• **PAGE EXCERPT**:
Wednesday, June 10, 2009

People's Dirt Bites the Dust, Madness In the Library, etc

Peoplesdirt.com has, at long last, been shut down.

From the Post:
A Web site that catered to anonymous slander and insults by and about teenagers -- and was especially popular in Montgomery County high schools -- was closed down yesterday by its Web hosting company.

The shutdown came several weeks after the Maryland attorney general's office began investigating the site, peoplesdirt.com, which has alarmed parents and school officials for months. It created a wave of concern in mid-May when a former student at Walt Whitman High School in Bethesda posted a rambling threat to kill students and staff members. The teen was later arrested.

Whitman Principal Alan Goodwin hailed the demise of a site that "often caused despair for students."

Maryland Attorney General Douglas F. Gansler said his office approached advertisers and the Web hosting company, the Go Daddy Group, raising concerns about the nature of the site, which included racial rants, allegations of promiscuity about named high school girls, and scurrilous accusations against named teachers. Nearly all postings were anonymous.

"It was really serving as a slander board -- a slander, defamation Web site for high school students," Gansler said.

He said much of what was on the site was protected by the First Amendment's guarantee of free speech. Although slander and defamation are not protected by law, the comments were posted anonymously, making it difficult to take action.

Thank, folks. This desperately needed to be done.

I went to the site, a while ago, and did more than a bit of reading.

Operated by one Alfredo Castillo, the site was labeled "vile" by almost every public official who encountered it.

I keep asking, how did we, as a society, get to be so fucking crazy?

Now I have to ask if this site is a symptom, or a cause, or both.

From earlier Post coverage:
One Montgomery teenager said he first heard of the Web site when someone told him that he was the subject of a sexually explicit comment. The teen was horrified to read what had been written -- and then said he discovered that other students assumed it was true. "It made me an outcast," he said.

(Records from a collection)
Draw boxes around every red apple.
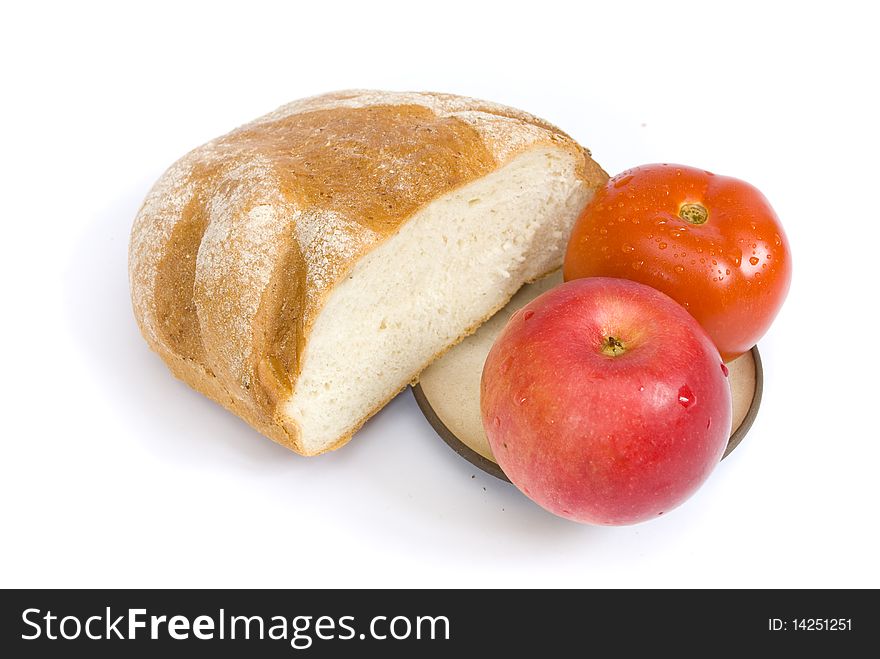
[480,277,731,525]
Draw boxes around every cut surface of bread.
[129,90,607,455]
[285,148,588,452]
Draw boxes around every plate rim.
[410,345,764,483]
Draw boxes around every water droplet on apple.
[678,384,697,409]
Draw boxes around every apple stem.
[602,336,626,357]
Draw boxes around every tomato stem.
[678,203,709,224]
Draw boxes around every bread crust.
[129,90,607,453]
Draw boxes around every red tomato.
[564,164,791,361]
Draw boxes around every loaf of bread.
[129,91,607,455]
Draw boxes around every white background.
[0,0,880,587]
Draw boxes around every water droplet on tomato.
[678,384,697,409]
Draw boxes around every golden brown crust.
[129,91,605,452]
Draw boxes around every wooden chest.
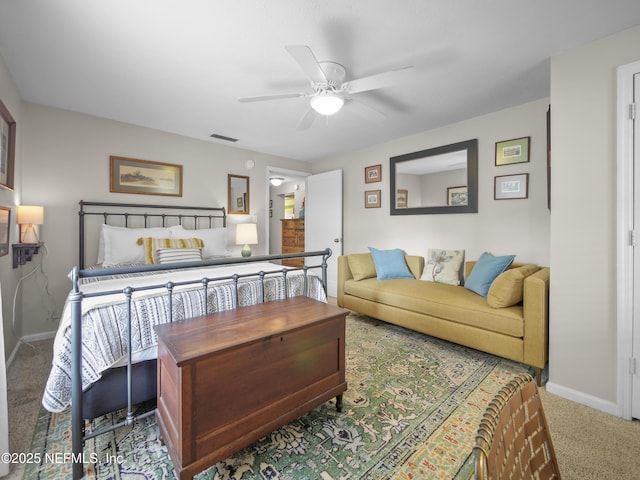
[156,297,347,479]
[282,218,304,267]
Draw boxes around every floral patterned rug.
[24,314,529,480]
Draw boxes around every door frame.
[264,165,312,252]
[616,61,640,420]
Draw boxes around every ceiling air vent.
[210,133,238,142]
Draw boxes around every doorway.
[265,167,311,254]
[617,62,640,420]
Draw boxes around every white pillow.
[98,224,171,267]
[174,227,231,260]
[420,248,464,285]
[169,225,186,238]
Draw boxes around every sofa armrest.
[337,255,353,307]
[523,267,551,368]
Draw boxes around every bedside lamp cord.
[11,244,56,349]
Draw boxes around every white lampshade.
[236,223,258,257]
[16,205,44,243]
[16,205,44,225]
[310,93,344,115]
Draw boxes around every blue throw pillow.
[369,247,415,280]
[464,252,515,297]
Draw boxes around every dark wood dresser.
[281,218,304,267]
[155,297,347,480]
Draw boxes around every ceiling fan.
[238,45,416,130]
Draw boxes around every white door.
[631,73,640,419]
[304,170,342,297]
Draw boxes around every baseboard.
[21,330,57,343]
[7,330,56,370]
[545,382,622,417]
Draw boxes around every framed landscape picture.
[447,185,469,205]
[364,165,382,183]
[396,188,409,208]
[493,173,529,200]
[496,137,531,166]
[364,190,381,208]
[109,156,182,197]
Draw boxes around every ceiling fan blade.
[342,67,416,93]
[296,107,318,131]
[238,93,308,103]
[348,99,387,123]
[284,45,328,84]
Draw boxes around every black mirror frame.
[389,138,478,215]
[227,173,251,215]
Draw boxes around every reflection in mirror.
[227,174,250,215]
[390,139,478,215]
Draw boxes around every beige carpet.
[5,340,640,480]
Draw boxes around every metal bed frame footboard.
[68,200,331,479]
[68,248,331,479]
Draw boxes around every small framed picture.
[0,207,11,257]
[447,185,469,206]
[496,137,531,167]
[109,155,182,197]
[396,188,409,208]
[493,173,529,200]
[364,190,381,208]
[364,165,382,183]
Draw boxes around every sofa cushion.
[464,252,515,297]
[369,247,415,280]
[347,253,376,281]
[487,265,540,308]
[420,248,464,285]
[344,278,524,338]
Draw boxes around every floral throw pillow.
[420,248,464,285]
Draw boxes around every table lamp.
[16,205,44,243]
[236,223,258,257]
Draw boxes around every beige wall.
[19,102,309,335]
[548,27,640,413]
[313,99,549,265]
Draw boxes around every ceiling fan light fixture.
[310,93,344,115]
[269,177,284,187]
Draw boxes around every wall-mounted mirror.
[227,174,250,215]
[389,139,478,215]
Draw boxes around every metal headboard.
[78,200,227,269]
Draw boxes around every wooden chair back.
[473,374,560,480]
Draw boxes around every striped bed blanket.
[42,264,327,412]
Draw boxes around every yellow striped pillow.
[138,237,204,264]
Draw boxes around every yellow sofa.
[337,253,550,384]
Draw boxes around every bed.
[42,201,331,478]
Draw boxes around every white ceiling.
[0,0,640,161]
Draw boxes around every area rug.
[24,314,529,480]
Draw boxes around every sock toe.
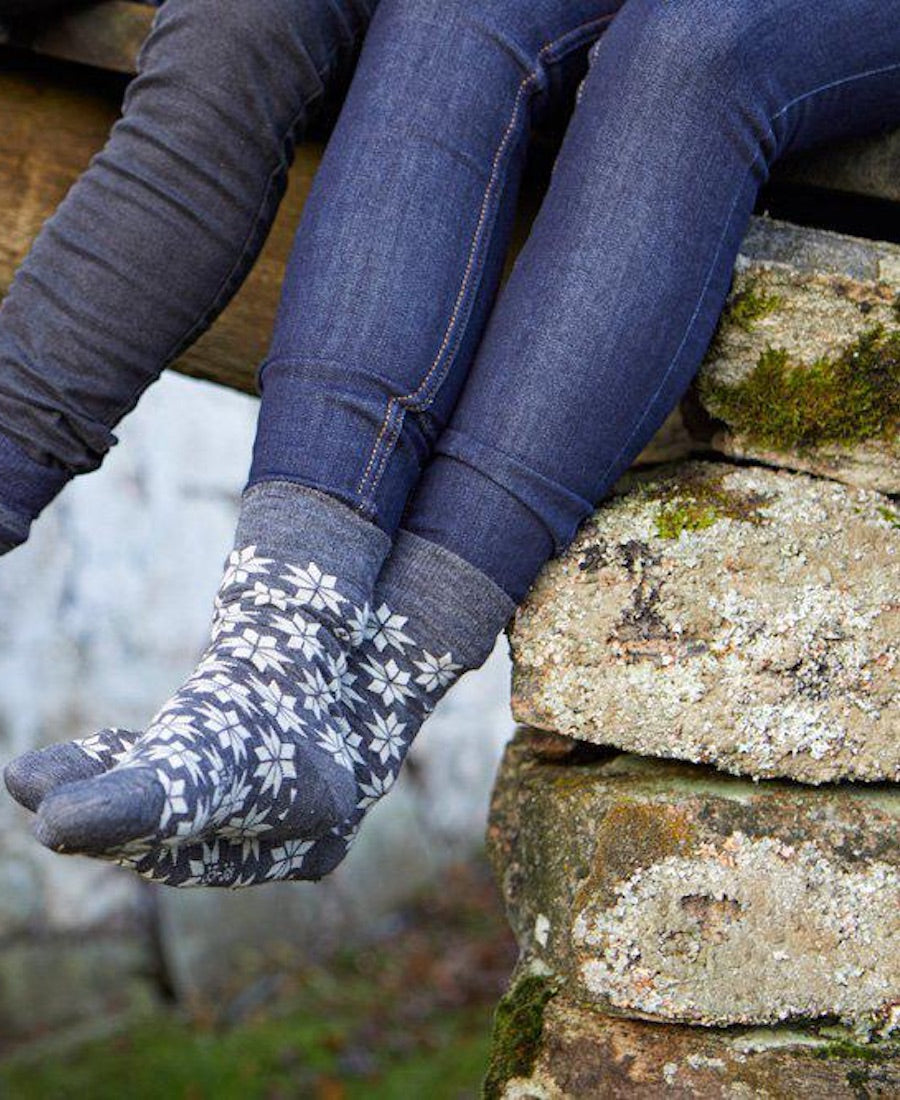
[34,768,165,856]
[3,741,106,811]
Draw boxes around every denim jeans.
[0,0,376,549]
[251,0,900,600]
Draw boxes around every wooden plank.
[0,62,321,393]
[0,0,156,73]
[773,130,900,202]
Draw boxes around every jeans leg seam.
[356,13,615,508]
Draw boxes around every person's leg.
[0,0,376,553]
[17,0,900,884]
[8,0,615,881]
[213,0,900,882]
[405,0,900,601]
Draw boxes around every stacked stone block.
[485,212,900,1100]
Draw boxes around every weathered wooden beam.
[778,130,900,202]
[0,62,321,392]
[4,0,156,73]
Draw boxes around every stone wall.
[485,220,900,1100]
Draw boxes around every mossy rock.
[689,222,900,493]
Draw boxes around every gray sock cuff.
[377,530,516,669]
[234,481,391,600]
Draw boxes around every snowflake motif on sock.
[14,548,479,888]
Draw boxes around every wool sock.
[15,482,389,856]
[7,531,515,887]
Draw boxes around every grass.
[0,866,515,1100]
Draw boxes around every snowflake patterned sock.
[24,482,389,856]
[117,531,515,887]
[7,531,514,887]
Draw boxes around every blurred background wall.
[0,375,512,1046]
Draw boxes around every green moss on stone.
[720,278,783,332]
[656,466,766,539]
[482,975,557,1100]
[700,325,900,451]
[812,1038,900,1065]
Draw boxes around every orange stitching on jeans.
[356,12,615,495]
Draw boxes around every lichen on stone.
[656,464,766,539]
[878,507,900,527]
[720,275,783,332]
[699,325,900,452]
[482,974,557,1100]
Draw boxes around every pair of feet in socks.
[6,483,513,887]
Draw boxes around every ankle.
[0,426,70,553]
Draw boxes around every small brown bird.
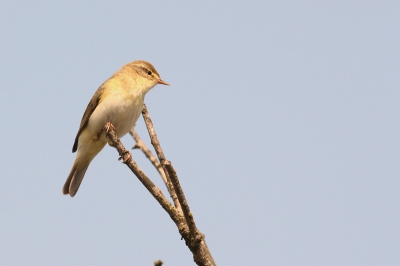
[63,60,169,197]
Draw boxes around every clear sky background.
[0,0,400,266]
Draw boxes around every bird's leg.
[118,150,132,163]
[104,122,116,133]
[103,122,116,146]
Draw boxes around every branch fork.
[103,105,216,266]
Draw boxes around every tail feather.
[63,164,89,197]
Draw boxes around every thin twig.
[142,105,216,266]
[105,122,189,235]
[129,127,168,185]
[138,107,182,214]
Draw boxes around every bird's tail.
[63,160,90,197]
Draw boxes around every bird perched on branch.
[63,60,169,197]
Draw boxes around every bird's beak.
[158,79,169,86]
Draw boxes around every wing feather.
[72,82,106,152]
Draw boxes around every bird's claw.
[104,122,116,133]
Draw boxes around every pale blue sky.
[0,0,400,266]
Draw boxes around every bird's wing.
[72,82,106,152]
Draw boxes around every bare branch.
[129,127,168,185]
[104,123,189,235]
[142,105,216,265]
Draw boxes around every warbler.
[62,60,169,197]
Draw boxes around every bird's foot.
[118,151,132,163]
[104,122,116,133]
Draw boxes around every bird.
[62,60,169,197]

• **DIRECTIONS**:
A. Answer these questions using the post on the peoplesdirt.com shutdown:
(i) Which Web hosting company did the Maryland attorney general's office approach about the site?
(ii) Who operated the site?
(iii) At which high school had the student who posted the threat been enrolled?
B. Duplicate the part of the post on the peoplesdirt.com shutdown from "Peoplesdirt.com has, at" up to and including "was later arrested.".
These entries have no connection to the post on the peoplesdirt.com shutdown.

• **EXERCISE RESPONSES**:
A.
(i) The Go Daddy Group
(ii) Alfredo Castillo
(iii) Walt Whitman High School in Bethesda

B.
Peoplesdirt.com has, at long last, been shut down.

From the Post:
A Web site that catered to anonymous slander and insults by and about teenagers -- and was especially popular in Montgomery County high schools -- was closed down yesterday by its Web hosting company.

The shutdown came several weeks after the Maryland attorney general's office began investigating the site, peoplesdirt.com, which has alarmed parents and school officials for months. It created a wave of concern in mid-May when a former student at Walt Whitman High School in Bethesda posted a rambling threat to kill students and staff members. The teen was later arrested.